**SELECTION**
-------------------------

The company’s pioneering Ocean Farm 1 (OF1) was built in 2018 in China and is located at the far end of the archipelago outside Frøya in Trøndelag, central Norway.

It looks like some kind of oil rig but is a cage of a whopping 110 metres in diameter, rising 64 metres above the surface and extending 43 metres below it. It takes time to digest the sizes when you get closer, and on board.

A few months ago, OF1 was back at Frohavet after a planned stay at Aker Solutions' shipyard in Verdal. There it was upgraded and improved.

Fish Farming Expert’s Norwegian sister site,, has taken a trip to see the upgrades.

The new gangway on OF1 is the first example of improvements one encounters when the boat arrives.

“The landing is a good health and safety measure. Before, we climbed on board via a ladder. Not all days out here are as calm as now,” says Rune Sandvik, platform manager on the shift.

Elisabeth Moe is new to OF1, but has settled in well in her new workplace.

The gangway can be effectively raised up and down depending on how high the sea cage is in the water. The movable gangway is also better in waves when people have to transfer between boat and cage.

“We have quite a few visitors who are not used to being here. The new gangway is much better for them too,” says Sandvik.

Elisabeth Moe is new to OF1 and runs the entire gangway with experience when we come on board.

“I have worked with farming on land and am looking forward to a lot of new things to learn here,” she says.

Comprehensive process

The world's first cage at sea houses an enormous process. The salmon stocked here are 500 grams.

“When the cage is fully utilised, OF1 can produce salmon that provide approximately 30 million meals annually,” says Sandvik.

Automated cleaners (robots) brush the net on the cage. They stand on trolleys that move automatically, Sandvik says enthusiastically.

-------------------------

[Bounding box annotation entries]
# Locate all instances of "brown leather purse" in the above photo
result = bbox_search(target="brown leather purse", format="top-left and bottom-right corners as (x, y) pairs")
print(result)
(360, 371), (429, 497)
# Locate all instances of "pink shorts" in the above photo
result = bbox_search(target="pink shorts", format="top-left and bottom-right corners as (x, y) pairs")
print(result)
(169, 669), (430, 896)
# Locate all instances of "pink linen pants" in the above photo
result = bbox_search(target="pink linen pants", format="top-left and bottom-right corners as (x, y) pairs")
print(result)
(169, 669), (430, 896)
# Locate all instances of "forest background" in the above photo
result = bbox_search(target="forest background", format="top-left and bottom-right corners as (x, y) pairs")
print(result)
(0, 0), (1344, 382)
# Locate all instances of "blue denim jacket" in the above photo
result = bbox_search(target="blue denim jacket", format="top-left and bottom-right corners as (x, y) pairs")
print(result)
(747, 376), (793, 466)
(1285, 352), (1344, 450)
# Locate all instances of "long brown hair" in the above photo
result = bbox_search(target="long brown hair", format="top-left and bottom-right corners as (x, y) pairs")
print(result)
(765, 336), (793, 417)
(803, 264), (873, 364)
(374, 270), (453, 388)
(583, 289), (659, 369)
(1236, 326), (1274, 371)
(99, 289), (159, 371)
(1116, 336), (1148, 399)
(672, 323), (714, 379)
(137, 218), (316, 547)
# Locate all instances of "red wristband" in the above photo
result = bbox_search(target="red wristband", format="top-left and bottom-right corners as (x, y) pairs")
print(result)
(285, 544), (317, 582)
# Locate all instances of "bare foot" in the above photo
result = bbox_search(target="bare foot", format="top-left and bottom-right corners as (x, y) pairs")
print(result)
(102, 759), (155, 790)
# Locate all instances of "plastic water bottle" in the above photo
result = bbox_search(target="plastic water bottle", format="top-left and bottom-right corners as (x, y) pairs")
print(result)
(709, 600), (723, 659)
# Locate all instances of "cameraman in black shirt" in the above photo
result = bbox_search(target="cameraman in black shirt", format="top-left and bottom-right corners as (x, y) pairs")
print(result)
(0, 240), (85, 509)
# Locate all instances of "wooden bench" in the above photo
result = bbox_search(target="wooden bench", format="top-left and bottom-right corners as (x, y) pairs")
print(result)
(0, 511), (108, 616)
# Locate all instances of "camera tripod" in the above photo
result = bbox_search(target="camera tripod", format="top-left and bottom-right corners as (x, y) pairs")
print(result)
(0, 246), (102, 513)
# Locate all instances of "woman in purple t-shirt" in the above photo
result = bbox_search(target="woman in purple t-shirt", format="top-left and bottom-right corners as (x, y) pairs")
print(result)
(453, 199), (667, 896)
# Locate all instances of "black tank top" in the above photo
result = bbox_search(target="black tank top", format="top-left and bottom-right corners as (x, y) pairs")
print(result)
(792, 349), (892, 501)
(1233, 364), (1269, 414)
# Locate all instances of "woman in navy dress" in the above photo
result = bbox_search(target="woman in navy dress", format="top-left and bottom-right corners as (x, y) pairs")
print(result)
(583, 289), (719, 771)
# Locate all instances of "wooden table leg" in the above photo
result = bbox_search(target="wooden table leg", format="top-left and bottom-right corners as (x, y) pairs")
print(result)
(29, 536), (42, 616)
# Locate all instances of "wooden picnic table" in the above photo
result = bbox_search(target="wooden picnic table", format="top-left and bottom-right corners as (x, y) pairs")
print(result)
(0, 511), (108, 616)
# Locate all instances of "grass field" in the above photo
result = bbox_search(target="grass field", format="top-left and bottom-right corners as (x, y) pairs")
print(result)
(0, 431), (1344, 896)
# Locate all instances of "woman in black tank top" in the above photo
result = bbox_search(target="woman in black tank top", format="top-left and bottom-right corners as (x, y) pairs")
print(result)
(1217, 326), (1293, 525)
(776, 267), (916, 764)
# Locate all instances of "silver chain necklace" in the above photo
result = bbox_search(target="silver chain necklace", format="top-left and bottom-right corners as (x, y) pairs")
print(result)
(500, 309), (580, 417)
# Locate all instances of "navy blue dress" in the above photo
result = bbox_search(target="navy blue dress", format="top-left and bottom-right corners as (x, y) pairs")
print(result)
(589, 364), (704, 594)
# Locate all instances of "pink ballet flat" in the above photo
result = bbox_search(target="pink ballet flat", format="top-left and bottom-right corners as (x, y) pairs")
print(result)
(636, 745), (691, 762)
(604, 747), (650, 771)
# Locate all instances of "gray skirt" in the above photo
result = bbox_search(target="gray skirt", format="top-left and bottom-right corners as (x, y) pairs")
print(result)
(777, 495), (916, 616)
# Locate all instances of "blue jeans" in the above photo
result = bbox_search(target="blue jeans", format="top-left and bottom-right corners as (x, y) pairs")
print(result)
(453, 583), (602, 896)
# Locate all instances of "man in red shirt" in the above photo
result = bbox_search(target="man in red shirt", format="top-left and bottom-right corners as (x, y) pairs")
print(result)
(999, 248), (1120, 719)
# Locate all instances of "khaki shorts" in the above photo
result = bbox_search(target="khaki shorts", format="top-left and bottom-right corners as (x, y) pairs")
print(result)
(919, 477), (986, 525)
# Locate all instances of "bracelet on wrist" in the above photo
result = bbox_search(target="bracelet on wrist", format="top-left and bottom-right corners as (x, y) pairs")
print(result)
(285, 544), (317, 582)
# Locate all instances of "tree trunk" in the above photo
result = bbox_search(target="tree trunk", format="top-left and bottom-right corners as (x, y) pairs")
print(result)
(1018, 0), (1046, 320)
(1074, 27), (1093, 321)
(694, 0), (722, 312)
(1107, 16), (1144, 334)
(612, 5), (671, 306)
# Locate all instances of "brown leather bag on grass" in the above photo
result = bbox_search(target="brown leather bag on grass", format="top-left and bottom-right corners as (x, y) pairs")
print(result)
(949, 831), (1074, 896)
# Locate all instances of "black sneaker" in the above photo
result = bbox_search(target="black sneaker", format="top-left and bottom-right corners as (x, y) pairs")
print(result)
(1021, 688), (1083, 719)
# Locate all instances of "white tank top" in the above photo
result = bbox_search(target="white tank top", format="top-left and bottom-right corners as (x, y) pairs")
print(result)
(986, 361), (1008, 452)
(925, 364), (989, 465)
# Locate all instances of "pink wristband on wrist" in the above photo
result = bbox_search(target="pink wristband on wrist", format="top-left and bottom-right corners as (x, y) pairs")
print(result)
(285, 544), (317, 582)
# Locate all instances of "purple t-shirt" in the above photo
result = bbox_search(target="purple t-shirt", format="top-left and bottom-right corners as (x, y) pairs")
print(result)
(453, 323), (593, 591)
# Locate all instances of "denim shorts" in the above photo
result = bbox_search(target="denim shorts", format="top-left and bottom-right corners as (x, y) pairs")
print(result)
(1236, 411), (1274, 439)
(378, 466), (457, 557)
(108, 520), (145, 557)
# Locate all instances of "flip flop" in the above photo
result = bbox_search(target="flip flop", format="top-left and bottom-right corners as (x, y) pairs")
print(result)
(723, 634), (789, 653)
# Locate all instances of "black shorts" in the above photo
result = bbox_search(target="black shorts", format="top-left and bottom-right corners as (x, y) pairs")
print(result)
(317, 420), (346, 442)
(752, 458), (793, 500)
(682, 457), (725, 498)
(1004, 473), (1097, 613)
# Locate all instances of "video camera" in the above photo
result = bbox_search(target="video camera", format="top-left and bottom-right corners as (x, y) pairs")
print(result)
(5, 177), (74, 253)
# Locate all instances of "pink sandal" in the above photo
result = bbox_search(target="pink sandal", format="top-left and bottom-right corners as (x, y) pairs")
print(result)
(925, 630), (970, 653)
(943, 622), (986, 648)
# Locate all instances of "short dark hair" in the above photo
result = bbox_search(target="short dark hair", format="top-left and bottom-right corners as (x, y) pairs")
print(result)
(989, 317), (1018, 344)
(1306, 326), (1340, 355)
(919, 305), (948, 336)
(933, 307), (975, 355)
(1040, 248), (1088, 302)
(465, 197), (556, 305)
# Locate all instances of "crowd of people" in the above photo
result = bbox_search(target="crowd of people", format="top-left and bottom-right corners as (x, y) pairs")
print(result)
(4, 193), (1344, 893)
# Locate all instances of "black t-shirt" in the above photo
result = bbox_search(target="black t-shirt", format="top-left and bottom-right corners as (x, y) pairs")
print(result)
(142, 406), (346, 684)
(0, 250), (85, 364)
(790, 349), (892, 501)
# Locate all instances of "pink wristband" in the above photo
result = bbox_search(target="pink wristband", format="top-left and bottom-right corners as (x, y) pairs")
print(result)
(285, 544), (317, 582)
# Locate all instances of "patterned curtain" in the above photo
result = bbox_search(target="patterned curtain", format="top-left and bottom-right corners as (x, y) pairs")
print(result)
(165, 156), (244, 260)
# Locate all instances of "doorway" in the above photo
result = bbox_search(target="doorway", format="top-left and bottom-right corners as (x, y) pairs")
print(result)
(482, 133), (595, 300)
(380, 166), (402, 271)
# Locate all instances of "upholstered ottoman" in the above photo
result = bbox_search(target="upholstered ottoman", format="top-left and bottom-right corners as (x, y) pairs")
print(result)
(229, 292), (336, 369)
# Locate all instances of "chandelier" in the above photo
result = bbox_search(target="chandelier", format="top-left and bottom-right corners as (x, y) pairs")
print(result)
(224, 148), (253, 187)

-------------------------

**PROBLEMS AND TASKS**
(a) Does each of these statements agree with the Ocean Farm 1 article? For each one, give yes or no and quote the article's deciding words. (i) OF1 was built in Norway. (ii) Before the new gangway, people climbed on board via a ladder. (iii) The salmon stocked in the cage weigh 500 grams.
(b) Can you repeat the passage of the Ocean Farm 1 article that begins at the words "The new gangway on" and stops after "come on board."?
(c) How would you put this sentence from the Ocean Farm 1 article into Spanish: "The gangway can be effectively raised up and down depending on how high the sea cage is in the water."

**OUTPUTS FOR THE TASKS**
(a)
(i) No: "was built in 2018 in China"
(ii) Yes: "Before, we climbed on board via a ladder."
(iii) Yes: "The salmon stocked here are 500 grams."

(b)
The new gangway on OF1 is the first example of improvements one encounters when the boat arrives.

“The landing is a good health and safety measure. Before, we climbed on board via a ladder. Not all days out here are as calm as now,” says Rune Sandvik, platform manager on the shift.

Elisabeth Moe is new to OF1, but has settled in well in her new workplace.

The gangway can be effectively raised up and down depending on how high the sea cage is in the water. The movable gangway is also better in waves when people have to transfer between boat and cage.

“We have quite a few visitors who are not used to being here. The new gangway is much better for them too,” says Sandvik.

Elisabeth Moe is new to OF1 and runs the entire gangway with experience when we come on board.

(c) La pasarela puede subirse y bajarse de forma eficaz según la altura a la que se encuentre la jaula marina en el agua.